### 練習項目
(a) 請把條目中從含有「target | tail fin」的那一行起,到含有「x=202, y=55」的那一行為止(首尾兩行都算在內)的各行轉成一個 JSON 字串列表,每行對應一個字串,空行略去。
(b) 這段講「同志」稱呼演變的引文停下之後,接下來會怎麼寫?請從最後一句之後續寫下去。

### 引文段落
☆ ☆ ☆
1920年,毛澤東、羅學瓚等人在通信時,也開始引用"同志"一詞。1921年,中國共產黨"一大"黨綱中規定:"凡承認本黨黨綱和政策,並願成為忠實的黨員者,經黨員一人介紹,不分性別,不分國籍,均可接收為黨員,成為我們的同志。"這是中國共產黨在正式文件中最早使用"同志"一詞,並賦予其新的涵義。1923年以後,在中共內部以及與外國共產黨及工人組織之間,互稱"同志"也多了起來。
中共奪取政權之後,"同志"一詞在中國大陸地區普及到社會各個層面、各個角落。中共頭目在1959年還專門指示,要大家互稱 "同志"。1965年12月14日,中共中央專門發出通知,要求在其黨內一律稱"同志"。實際上,同志的外延早就擴大了,使得這一稱呼並非僅僅在黨內使用,而是成為公民彼此之間的一般稱呼了,並習慣將這一稱呼放在對方姓名之後,甚至放在職稱之後,成為一種最經常使用的稱謂。例如:"張同志是忠實可靠的","部長同志","工人同志","婦女同志"等等。
☆ ☆ ☆
### 擷取資訊
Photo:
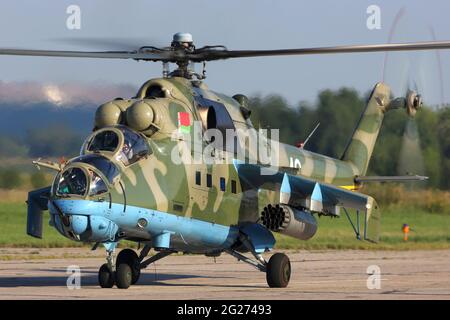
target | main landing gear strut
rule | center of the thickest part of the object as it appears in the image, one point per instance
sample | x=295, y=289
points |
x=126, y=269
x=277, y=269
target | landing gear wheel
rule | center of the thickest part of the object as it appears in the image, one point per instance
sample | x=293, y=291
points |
☆ ☆ ☆
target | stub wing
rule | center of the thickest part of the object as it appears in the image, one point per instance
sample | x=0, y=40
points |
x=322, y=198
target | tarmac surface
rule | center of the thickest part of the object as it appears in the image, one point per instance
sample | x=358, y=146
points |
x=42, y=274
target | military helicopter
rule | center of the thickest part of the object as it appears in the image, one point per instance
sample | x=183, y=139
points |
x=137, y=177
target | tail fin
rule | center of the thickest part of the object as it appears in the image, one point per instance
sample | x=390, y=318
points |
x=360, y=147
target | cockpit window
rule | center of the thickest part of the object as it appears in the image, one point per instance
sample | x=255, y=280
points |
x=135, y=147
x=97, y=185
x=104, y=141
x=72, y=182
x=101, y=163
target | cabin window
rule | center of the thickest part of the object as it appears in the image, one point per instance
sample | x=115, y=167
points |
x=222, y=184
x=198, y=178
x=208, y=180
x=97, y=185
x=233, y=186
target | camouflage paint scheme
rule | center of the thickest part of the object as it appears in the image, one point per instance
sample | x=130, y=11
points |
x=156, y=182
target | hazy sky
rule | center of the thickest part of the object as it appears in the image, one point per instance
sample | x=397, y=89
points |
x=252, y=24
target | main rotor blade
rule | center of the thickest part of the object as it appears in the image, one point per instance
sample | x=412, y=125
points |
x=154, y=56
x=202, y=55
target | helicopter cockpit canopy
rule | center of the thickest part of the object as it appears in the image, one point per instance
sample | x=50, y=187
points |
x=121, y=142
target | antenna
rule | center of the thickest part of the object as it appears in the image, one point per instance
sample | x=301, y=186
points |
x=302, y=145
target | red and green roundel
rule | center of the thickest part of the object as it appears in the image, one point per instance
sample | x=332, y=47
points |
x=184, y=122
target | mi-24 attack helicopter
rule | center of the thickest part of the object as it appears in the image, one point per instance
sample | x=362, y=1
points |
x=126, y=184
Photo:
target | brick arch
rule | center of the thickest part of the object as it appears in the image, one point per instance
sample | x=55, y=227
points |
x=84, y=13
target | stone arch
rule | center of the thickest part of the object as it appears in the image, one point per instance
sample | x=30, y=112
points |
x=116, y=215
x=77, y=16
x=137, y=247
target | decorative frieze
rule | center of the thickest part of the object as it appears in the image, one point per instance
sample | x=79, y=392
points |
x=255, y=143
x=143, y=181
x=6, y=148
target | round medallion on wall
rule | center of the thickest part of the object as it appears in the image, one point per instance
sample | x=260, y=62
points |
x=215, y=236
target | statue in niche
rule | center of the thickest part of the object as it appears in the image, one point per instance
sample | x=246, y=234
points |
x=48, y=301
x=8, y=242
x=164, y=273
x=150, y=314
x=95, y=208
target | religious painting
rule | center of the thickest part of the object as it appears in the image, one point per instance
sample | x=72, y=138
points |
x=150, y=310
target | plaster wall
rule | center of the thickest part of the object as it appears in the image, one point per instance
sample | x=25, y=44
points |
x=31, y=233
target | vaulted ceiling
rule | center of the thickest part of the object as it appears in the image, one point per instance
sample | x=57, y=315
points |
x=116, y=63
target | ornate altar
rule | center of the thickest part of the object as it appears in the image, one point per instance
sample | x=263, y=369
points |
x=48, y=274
☆ ☆ ☆
### 各題答案
(a)
[
  "target | tail fin",
  "rule | center of the thickest part of the object as it appears in the image, one point per instance",
  "sample | x=390, y=318",
  "points |",
  "x=360, y=147",
  "target | cockpit window",
  "rule | center of the thickest part of the object as it appears in the image, one point per instance",
  "sample | x=255, y=280",
  "points |",
  "x=135, y=147",
  "x=97, y=185",
  "x=104, y=141",
  "x=72, y=182",
  "x=101, y=163",
  "target | cabin window",
  "rule | center of the thickest part of the object as it appears in the image, one point per instance",
  "sample | x=115, y=167",
  "points |",
  "x=222, y=184",
  "x=198, y=178",
  "x=208, y=180",
  "x=97, y=185",
  "x=233, y=186",
  "target | camouflage paint scheme",
  "rule | center of the thickest part of the object as it appears in the image, one point per instance",
  "sample | x=130, y=11",
  "points |",
  "x=156, y=182",
  "target | hazy sky",
  "rule | center of the thickest part of the object as it appears in the image, one point per instance",
  "sample | x=397, y=89",
  "points |",
  "x=252, y=24",
  "target | main rotor blade",
  "rule | center of the thickest part of the object as it appears in the image, one point per instance",
  "sample | x=412, y=125",
  "points |",
  "x=154, y=56",
  "x=202, y=55"
]

(b)
中國傳統社會流傳下來的人際交往時的稱謂消失了,都被"同志"了,但是,"同" 的是黨的"志"。"同志"抽掉了人的自然屬性,賦予人"集團"、"黨派"、"幫派"的性質。這個稱謂具有鮮明的選擇意味,認同中共的意識形態,遵從中共的 "革命"目標,服從黨的領導的就是同志,背後掩蓋的是對所有人自由的剝奪。人們天真地以為,彼此稱"同志"反映了"革命隊伍"中的平等和親切。恰恰相反, "同志"讓人失去自由意志而成為黨的馴服工具,這個詞表面的平等背後是森嚴的等級差別。"毛澤東同志"反映的是絕對權威,"小平同志"表現的是領導一切的地位,"江澤民同志"顯示的是陰謀家的火箭竄升。什麼時候中共幹部把治下的老百姓看成過平等的"同志"?
中國自古對於稱謂是很有講究的。《論語·顏淵》記載,齊景公向孔子問為政之道,孔子說:"君要像君的樣子,臣要像臣的樣子,父要像父的樣子,子要像子的樣子(君君、臣臣、父父、子子)。"《論語·子路》記載,子路一次問孔子:"如果衛君有意讓您來主政(衛君待子而為政),您將從何處下手呢?"孔子說:"那一定要從‘正名'開始吧(必也正名乎)!""如果名不正,說起來便不順;說起來不順,就做不成事;做不成事,便不能興禮樂;禮樂不興,那麼刑罰也不能中肯;刑罰不中肯,民眾將會手足無措,不知如何是好啊(名不正,則言不順;言不順,則事不成;事不成,則禮樂不興;禮樂不興,則刑罰不中;刑罰不中,則民無所措手足)。"
在傳統觀念中,制訂並使用恰當的命名是"為政"(治理國家和社會)的出發點。恰當的稱謂(五倫:君臣、父子、兄弟、夫婦、朋友)把人置於一個自然形成的社會關係網路當中,使人的行為有所依據。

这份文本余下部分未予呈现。